_Textauszug_
--------------------------------

Nur mit Dauerkarte Einlass in Seelbach

Seinen Gegenüber Georg Fischinger plagen derweil ein paar Personalsorgen. "Eine ganz schwierige Aufgabe wartet am Sonntag auf uns. Die Vorbereitung auf das Spiel gestaltet sich schwierig diese Woche. Die Leistungsträger Jonas und Lukas Eichhorn können nicht trainieren und fehlen wahrscheinlich auch am Wochenende. Wir müssen schauen wie wir die Ausfälle kompensieren können", so der HGW-Coach.

Für die Landesliga-Spiele in der Sporthalle Seelbach wird es keine Tageskasse geben. Es sind nur Zuschauer mit einer HSG-Dauerkarte zugelassen. Aktuell sind nur noch wenige Karten verfügbar und können über den TV Seelbach bezogen werden. (tom). HSG Hanauerland – TuS Altenheim II (Samstag, 20 Uhr). Altenheims Südbadenliga-Reserve muss am Samstag bei einer weiteren hoch gehandelten Mannschaft antreten. "Nach dem überraschenden Punktverlust in Ringsheim wird die HSG noch mehr darauf aus sein, zu gewinnen. Sie verfolgen die Zielsetzung, um den Aufstieg ein spürbares Wort mitzureden", sagt TuS-Trainer Michael Cziollek. Der Riedverein geht erneut von der Warte des Außenseiters ins Rennen, wobei der Trainer Wert darauf legt, die zum Auftakt gezeigten Fehler möglichst zu minimieren. "Unser Bemühen muss unter anderem darauf abzielen, diese Vielzahl an leichten Fehlern, zum Beispiel im Spielaufbau, zu reduzieren. In dieser Spielklasse darf man sich das nicht leisten, da die Gegner darauf lauern und diese Defizite gnadenlos ausnutzen", warnt Cziollek.

--------------------------------

_Gezeigtes Material_
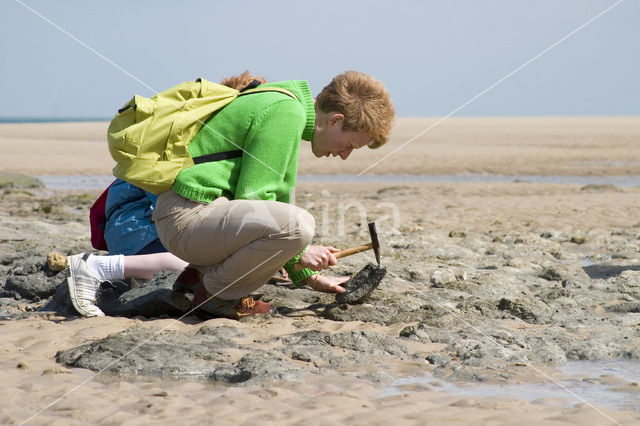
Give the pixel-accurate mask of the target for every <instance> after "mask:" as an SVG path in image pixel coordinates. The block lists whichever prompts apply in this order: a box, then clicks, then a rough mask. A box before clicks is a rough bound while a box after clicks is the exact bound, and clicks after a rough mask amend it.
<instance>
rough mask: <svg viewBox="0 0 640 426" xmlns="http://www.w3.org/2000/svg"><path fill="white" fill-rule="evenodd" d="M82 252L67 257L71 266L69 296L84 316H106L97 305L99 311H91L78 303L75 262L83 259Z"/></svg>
mask: <svg viewBox="0 0 640 426" xmlns="http://www.w3.org/2000/svg"><path fill="white" fill-rule="evenodd" d="M82 256H83V255H82V254H76V255H73V256H69V257H67V265H68V267H69V278H67V287H68V288H69V297H70V298H71V304H72V305H73V307H74V309H75V310H76V311H77V312H78V313H79V314H80V315H82V316H83V317H99V316H104V313H103V312H102V311H101V310H100V308H98V307H97V306H96V309H97V312H89V311H88V310H86V309H85V308H84V307H83V306H82V305H80V303H78V294H77V292H76V274H75V273H74V271H75V264H76V260H77V259H82Z"/></svg>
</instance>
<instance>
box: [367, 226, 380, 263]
mask: <svg viewBox="0 0 640 426" xmlns="http://www.w3.org/2000/svg"><path fill="white" fill-rule="evenodd" d="M369 234H371V245H372V246H373V253H374V254H375V255H376V262H378V266H380V241H378V231H376V223H375V222H369Z"/></svg>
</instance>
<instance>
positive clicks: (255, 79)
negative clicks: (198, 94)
mask: <svg viewBox="0 0 640 426" xmlns="http://www.w3.org/2000/svg"><path fill="white" fill-rule="evenodd" d="M253 80H258V81H259V82H260V83H261V84H264V83H266V82H267V80H266V79H265V78H264V77H262V76H261V75H260V76H253V75H251V73H250V72H249V71H245V72H243V73H242V74H240V75H234V76H232V77H227V78H223V79H222V81H221V82H220V84H222V85H224V86H227V87H231V88H232V89H236V90H242V89H244V88H245V87H247V86H248V85H249V83H251V82H252V81H253Z"/></svg>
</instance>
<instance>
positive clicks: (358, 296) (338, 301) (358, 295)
mask: <svg viewBox="0 0 640 426" xmlns="http://www.w3.org/2000/svg"><path fill="white" fill-rule="evenodd" d="M386 273H387V270H386V269H384V268H381V267H379V266H377V265H375V264H373V263H368V264H367V265H366V266H365V267H364V268H362V269H361V270H360V271H359V272H358V273H357V274H355V275H354V276H352V277H351V278H349V281H347V282H346V283H344V284H343V287H344V288H345V290H346V291H345V292H344V293H339V294H337V295H336V302H337V303H341V304H342V303H351V304H358V303H363V302H364V301H365V300H367V299H368V298H369V296H370V295H371V293H373V290H375V289H376V288H378V286H379V285H380V282H381V281H382V279H383V278H384V276H385V275H386Z"/></svg>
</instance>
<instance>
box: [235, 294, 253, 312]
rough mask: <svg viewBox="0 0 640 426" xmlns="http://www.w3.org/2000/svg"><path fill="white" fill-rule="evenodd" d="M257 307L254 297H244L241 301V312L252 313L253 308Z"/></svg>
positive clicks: (240, 306)
mask: <svg viewBox="0 0 640 426" xmlns="http://www.w3.org/2000/svg"><path fill="white" fill-rule="evenodd" d="M255 305H256V301H255V300H253V297H243V298H242V300H240V309H239V311H240V312H251V310H252V309H253V307H254V306H255Z"/></svg>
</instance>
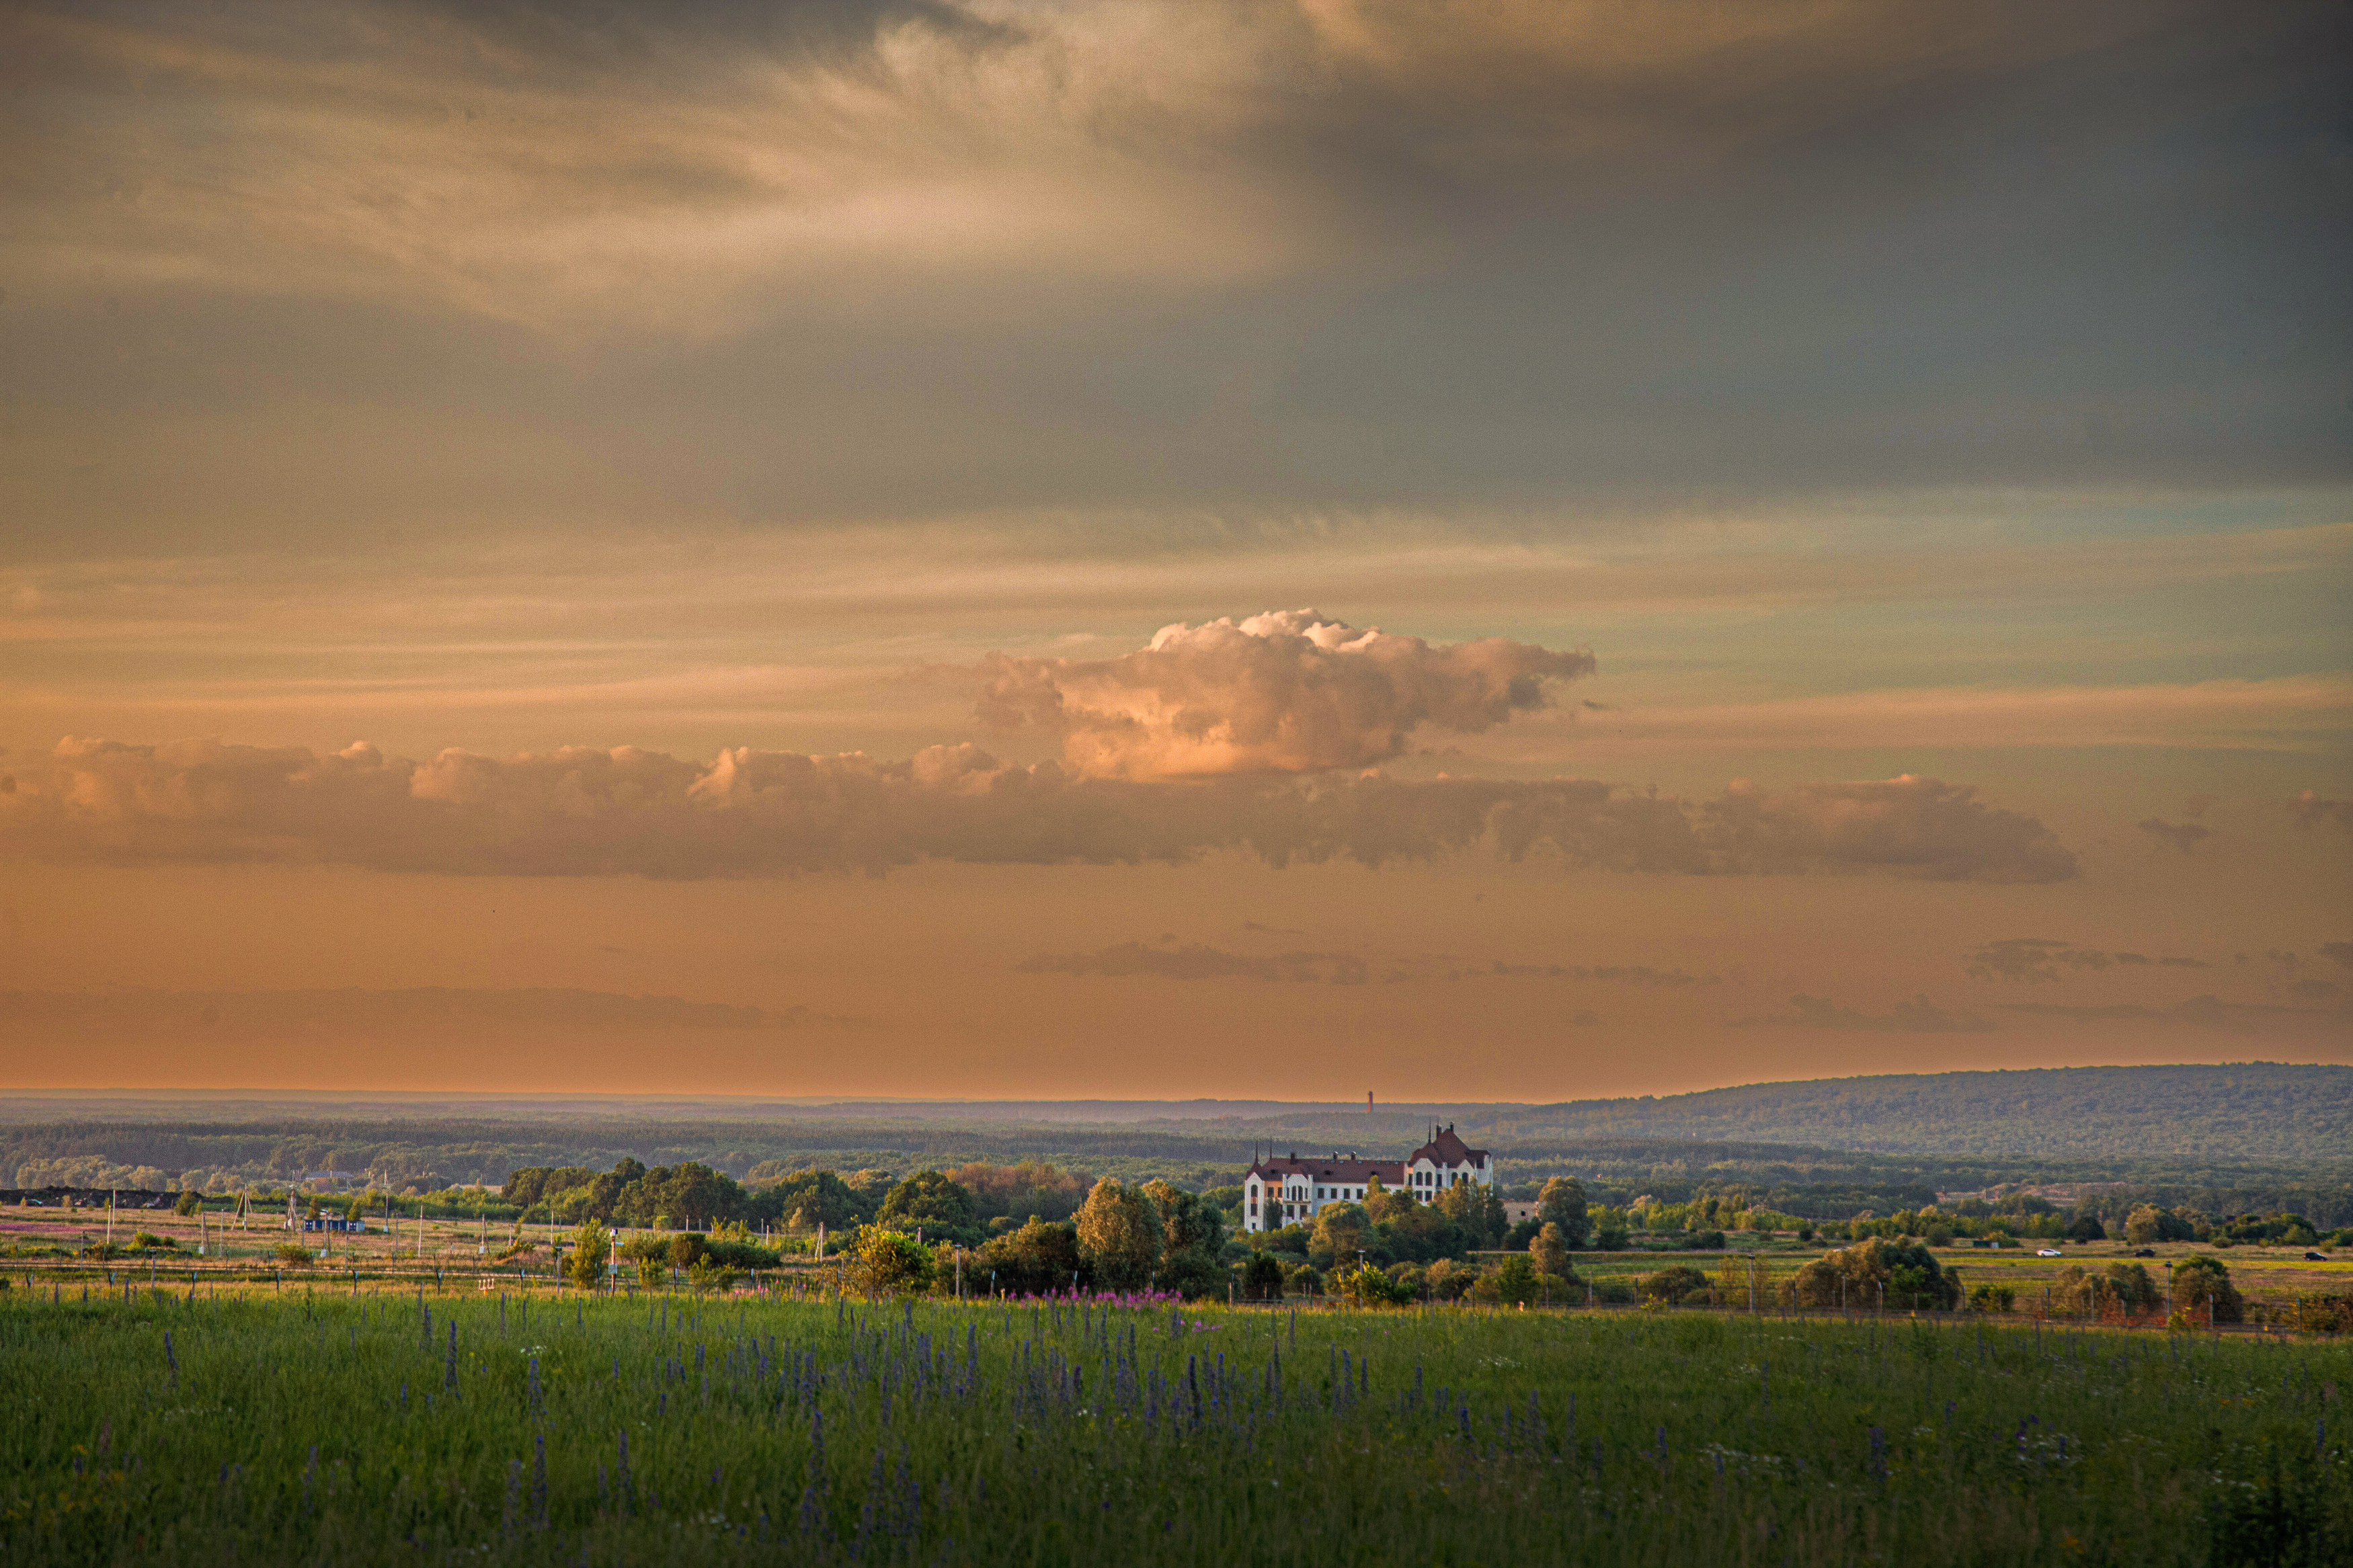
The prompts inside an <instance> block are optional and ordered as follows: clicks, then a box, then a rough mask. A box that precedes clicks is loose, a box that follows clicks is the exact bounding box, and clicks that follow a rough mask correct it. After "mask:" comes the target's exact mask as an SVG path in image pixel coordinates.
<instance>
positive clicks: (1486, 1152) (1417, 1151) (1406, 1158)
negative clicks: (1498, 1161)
mask: <svg viewBox="0 0 2353 1568" xmlns="http://www.w3.org/2000/svg"><path fill="white" fill-rule="evenodd" d="M1419 1159H1428V1161H1431V1164H1433V1166H1478V1164H1485V1161H1487V1150H1473V1147H1471V1145H1466V1143H1464V1140H1461V1138H1457V1135H1454V1124H1452V1121H1449V1124H1445V1126H1442V1128H1438V1131H1435V1133H1433V1135H1431V1140H1428V1143H1426V1145H1421V1147H1419V1150H1414V1152H1412V1154H1407V1157H1405V1164H1414V1161H1419Z"/></svg>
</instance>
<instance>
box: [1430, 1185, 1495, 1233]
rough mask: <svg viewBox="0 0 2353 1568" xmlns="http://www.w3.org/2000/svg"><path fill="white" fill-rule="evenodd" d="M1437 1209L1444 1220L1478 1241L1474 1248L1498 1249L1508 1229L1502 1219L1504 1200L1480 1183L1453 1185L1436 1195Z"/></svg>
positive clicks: (1493, 1192)
mask: <svg viewBox="0 0 2353 1568" xmlns="http://www.w3.org/2000/svg"><path fill="white" fill-rule="evenodd" d="M1438 1206H1440V1208H1442V1211H1445V1213H1447V1218H1452V1220H1454V1222H1457V1225H1461V1227H1464V1229H1468V1232H1471V1234H1473V1237H1475V1239H1478V1246H1499V1244H1501V1241H1504V1232H1506V1229H1511V1225H1508V1220H1506V1218H1504V1199H1499V1197H1497V1194H1494V1187H1485V1185H1480V1182H1454V1185H1452V1187H1447V1190H1445V1192H1442V1194H1438Z"/></svg>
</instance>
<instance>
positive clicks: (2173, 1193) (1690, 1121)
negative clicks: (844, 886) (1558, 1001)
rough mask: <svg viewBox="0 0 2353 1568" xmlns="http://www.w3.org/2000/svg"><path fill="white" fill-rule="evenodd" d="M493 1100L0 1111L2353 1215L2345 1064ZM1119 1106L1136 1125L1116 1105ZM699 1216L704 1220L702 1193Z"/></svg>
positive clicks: (97, 1138) (895, 1175) (188, 1176)
mask: <svg viewBox="0 0 2353 1568" xmlns="http://www.w3.org/2000/svg"><path fill="white" fill-rule="evenodd" d="M485 1110H487V1107H485ZM496 1110H499V1112H501V1114H480V1117H468V1114H454V1112H452V1107H447V1105H438V1107H424V1105H416V1107H402V1105H398V1103H386V1105H372V1107H367V1114H365V1117H358V1114H353V1112H336V1114H313V1117H289V1114H287V1112H285V1110H282V1107H252V1114H249V1119H235V1117H226V1114H224V1117H219V1119H209V1121H191V1119H176V1117H179V1114H181V1112H176V1110H174V1112H172V1114H162V1110H160V1107H144V1110H141V1107H127V1105H125V1107H108V1110H106V1112H104V1114H96V1112H99V1107H89V1110H87V1112H82V1114H75V1117H56V1114H54V1112H42V1117H45V1119H35V1117H33V1112H35V1107H33V1105H31V1103H16V1105H12V1107H0V1185H5V1182H9V1180H16V1182H21V1185H80V1187H108V1185H118V1187H139V1190H151V1192H162V1190H172V1187H179V1185H184V1182H193V1185H200V1187H209V1190H214V1192H224V1190H226V1192H242V1190H247V1187H264V1190H278V1187H282V1185H287V1182H294V1180H299V1178H301V1175H306V1173H311V1171H322V1168H339V1171H355V1173H365V1180H369V1182H372V1185H374V1187H379V1190H384V1192H393V1194H405V1192H414V1194H431V1192H438V1190H440V1187H447V1185H452V1182H487V1185H492V1187H499V1185H504V1182H508V1180H511V1178H513V1175H515V1173H520V1171H525V1168H548V1171H560V1168H569V1173H576V1175H579V1178H584V1180H588V1182H593V1180H595V1178H598V1175H602V1173H612V1171H614V1166H616V1164H619V1161H624V1159H626V1161H633V1164H638V1166H645V1168H647V1171H652V1168H666V1171H680V1168H685V1166H699V1168H706V1171H711V1173H715V1175H725V1178H727V1180H734V1182H736V1185H741V1187H744V1190H746V1192H772V1194H776V1201H774V1208H776V1211H774V1213H769V1211H765V1208H762V1211H751V1208H746V1211H744V1215H736V1218H767V1220H772V1222H779V1225H786V1222H791V1218H793V1213H795V1211H800V1213H805V1215H807V1227H812V1229H814V1225H816V1222H824V1225H826V1227H828V1229H835V1232H840V1229H852V1227H856V1225H861V1222H866V1220H873V1218H875V1208H878V1206H880V1201H882V1199H885V1194H887V1190H889V1187H892V1185H894V1182H896V1180H899V1178H904V1175H906V1173H911V1171H922V1168H934V1171H944V1173H948V1175H953V1178H955V1180H958V1185H962V1187H965V1192H967V1194H969V1199H972V1208H974V1222H979V1225H981V1227H993V1229H1014V1227H1019V1225H1021V1222H1024V1220H1026V1218H1028V1215H1040V1218H1045V1220H1061V1218H1071V1215H1075V1213H1078V1206H1080V1204H1082V1201H1085V1194H1087V1190H1089V1187H1092V1178H1094V1175H1115V1178H1120V1180H1125V1182H1144V1180H1153V1178H1162V1180H1169V1182H1174V1185H1179V1187H1186V1190H1209V1187H1219V1185H1226V1182H1231V1180H1235V1173H1238V1171H1240V1164H1242V1159H1245V1157H1247V1150H1249V1147H1252V1140H1261V1143H1297V1145H1301V1147H1358V1150H1391V1152H1402V1150H1407V1147H1412V1145H1414V1143H1419V1138H1421V1135H1426V1124H1428V1117H1431V1114H1445V1117H1447V1119H1454V1121H1457V1124H1459V1131H1461V1133H1464V1138H1468V1140H1471V1143H1475V1145H1480V1147H1489V1150H1494V1154H1497V1159H1499V1161H1501V1168H1504V1180H1506V1182H1511V1185H1513V1194H1511V1197H1527V1199H1534V1197H1539V1192H1541V1185H1544V1182H1546V1180H1548V1178H1577V1180H1579V1182H1581V1185H1584V1192H1586V1197H1588V1204H1593V1206H1619V1208H1624V1206H1626V1204H1631V1199H1635V1197H1652V1199H1659V1201H1664V1204H1687V1201H1694V1199H1706V1197H1711V1194H1722V1192H1727V1190H1732V1187H1739V1190H1741V1201H1739V1204H1737V1206H1739V1208H1765V1211H1772V1213H1777V1215H1786V1218H1791V1220H1847V1218H1852V1215H1854V1213H1857V1211H1866V1208H1868V1211H1873V1213H1880V1215H1885V1213H1892V1211H1901V1208H1922V1206H1927V1204H1934V1201H1937V1194H1939V1192H1946V1194H1958V1192H1991V1190H1995V1187H2017V1185H2045V1187H2089V1185H2099V1187H2101V1194H2099V1199H2101V1208H2099V1218H2101V1220H2104V1225H2106V1227H2108V1229H2111V1232H2115V1229H2118V1227H2120V1225H2122V1220H2125V1218H2127V1213H2129V1211H2132V1208H2134V1206H2139V1204H2155V1206H2160V1208H2177V1206H2184V1208H2195V1211H2200V1213H2207V1215H2240V1213H2266V1215H2268V1213H2301V1215H2306V1218H2308V1222H2311V1225H2313V1227H2315V1229H2320V1232H2327V1229H2334V1227H2344V1225H2353V1154H2348V1150H2353V1070H2348V1067H2282V1065H2264V1063H2257V1065H2235V1067H2082V1070H2047V1072H2040V1070H2038V1072H1953V1074H1920V1077H1868V1079H1831V1081H1819V1084H1751V1086H1744V1088H1720V1091H1708V1093H1697V1095H1668V1098H1657V1100H1652V1098H1642V1100H1588V1103H1572V1105H1551V1107H1532V1105H1464V1107H1386V1110H1381V1114H1367V1112H1365V1110H1362V1107H1355V1110H1348V1112H1344V1110H1339V1107H1315V1105H1308V1107H1273V1105H1264V1103H1261V1105H1249V1107H1235V1112H1233V1114H1228V1117H1200V1114H1188V1117H1181V1114H1176V1112H1179V1107H1174V1105H1172V1107H1108V1105H1106V1107H1101V1110H1104V1117H1106V1119H1099V1121H1087V1119H1075V1117H1082V1114H1085V1112H1082V1107H1052V1105H1005V1107H991V1105H936V1107H922V1105H842V1107H802V1105H760V1103H744V1105H741V1107H727V1105H708V1107H694V1117H692V1119H689V1117H685V1114H682V1112H680V1110H678V1107H631V1105H626V1103H624V1105H595V1107H586V1105H558V1107H553V1110H546V1112H541V1114H520V1112H522V1107H520V1105H515V1103H504V1105H499V1107H496ZM1113 1110H1122V1112H1125V1114H1127V1117H1129V1119H1118V1121H1115V1119H1108V1117H1111V1112H1113ZM9 1112H12V1114H14V1119H7V1114H9ZM1139 1112H1141V1114H1139ZM814 1173H840V1175H828V1178H826V1180H831V1182H833V1185H831V1187H826V1190H824V1192H819V1190H816V1187H812V1185H807V1182H812V1180H814ZM795 1182H800V1185H798V1187H795ZM567 1190H576V1187H567ZM475 1201H478V1199H475ZM574 1218H576V1215H560V1220H562V1222H572V1220H574ZM678 1218H680V1220H682V1218H685V1215H678ZM692 1218H694V1222H696V1225H701V1222H708V1220H706V1215H704V1213H701V1211H694V1215H692ZM1593 1225H1595V1229H1600V1215H1595V1220H1593ZM1781 1227H1784V1229H1788V1225H1781ZM1565 1229H1569V1227H1565ZM2014 1234H2017V1232H2014Z"/></svg>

--------------------------------

_Aufgaben_
1. Welche zwei Spieler können laut Textauszug diese Woche nicht trainieren?
2. Schreib den Textauszug von „Seinen Gegenüber Georg“ bis „so der HGW-Coach.“ noch einmal ab und tausche dabei „Personalsorgen“ gegen „Verletzungssorgen“.

_Antworten im Einzelnen_
1. Jonas und Lukas Eichhorn.

2.
Seinen Gegenüber Georg Fischinger plagen derweil ein paar Verletzungssorgen. "Eine ganz schwierige Aufgabe wartet am Sonntag auf uns. Die Vorbereitung auf das Spiel gestaltet sich schwierig diese Woche. Die Leistungsträger Jonas und Lukas Eichhorn können nicht trainieren und fehlen wahrscheinlich auch am Wochenende. Wir müssen schauen wie wir die Ausfälle kompensieren können", so der HGW-Coach.